*** Dataset records ***

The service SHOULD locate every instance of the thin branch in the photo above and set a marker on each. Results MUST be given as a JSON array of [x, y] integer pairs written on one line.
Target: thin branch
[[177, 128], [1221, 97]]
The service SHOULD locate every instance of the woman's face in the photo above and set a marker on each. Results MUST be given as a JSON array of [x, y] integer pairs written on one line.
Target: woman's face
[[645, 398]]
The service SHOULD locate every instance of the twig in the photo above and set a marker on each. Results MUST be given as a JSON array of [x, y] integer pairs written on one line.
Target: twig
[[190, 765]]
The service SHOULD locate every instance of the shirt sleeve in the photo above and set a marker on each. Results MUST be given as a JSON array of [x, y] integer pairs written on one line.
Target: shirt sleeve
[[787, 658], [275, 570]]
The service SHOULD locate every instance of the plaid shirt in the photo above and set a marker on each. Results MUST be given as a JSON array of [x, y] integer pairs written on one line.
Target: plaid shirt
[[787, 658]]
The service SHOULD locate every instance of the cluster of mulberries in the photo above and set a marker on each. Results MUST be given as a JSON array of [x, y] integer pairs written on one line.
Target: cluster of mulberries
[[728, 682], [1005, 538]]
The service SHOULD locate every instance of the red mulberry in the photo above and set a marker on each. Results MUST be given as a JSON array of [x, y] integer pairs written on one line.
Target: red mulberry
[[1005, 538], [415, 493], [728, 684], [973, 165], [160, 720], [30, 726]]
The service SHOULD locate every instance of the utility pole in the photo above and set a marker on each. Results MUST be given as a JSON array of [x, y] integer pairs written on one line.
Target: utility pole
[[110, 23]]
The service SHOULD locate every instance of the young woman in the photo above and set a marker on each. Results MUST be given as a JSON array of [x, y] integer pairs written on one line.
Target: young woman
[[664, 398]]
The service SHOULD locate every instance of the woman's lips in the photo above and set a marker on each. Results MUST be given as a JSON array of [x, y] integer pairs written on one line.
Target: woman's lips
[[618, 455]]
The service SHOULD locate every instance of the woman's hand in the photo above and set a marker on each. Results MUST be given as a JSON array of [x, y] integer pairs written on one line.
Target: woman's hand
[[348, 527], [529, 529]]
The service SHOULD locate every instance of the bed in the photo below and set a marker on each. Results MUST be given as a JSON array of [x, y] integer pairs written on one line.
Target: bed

***

**Required action:** Please repeat, exactly and only, the lines from the one containing "The service SHOULD locate every instance of the woman's lips" through the last line of the records, both included.

**Response to the exercise:**
The service SHOULD locate every instance of the woman's lips in the photo above and set a marker on each. Results MUST be given as a JSON array of [x, y] integer pairs written on one line.
Target: woman's lips
[[618, 455]]
The service SHOULD locate every instance of the woman's hand in the photo above and set a marker on each. Results MUST be given as a JSON array of [x, y] integer pairs written on one line.
Target: woman's hand
[[348, 527], [529, 529]]
The service SHOULD locate every instance of the bed in the photo below and set a marker on each. Results MUST be given as a JSON array of [x, y] integer pairs written on one line.
Target: bed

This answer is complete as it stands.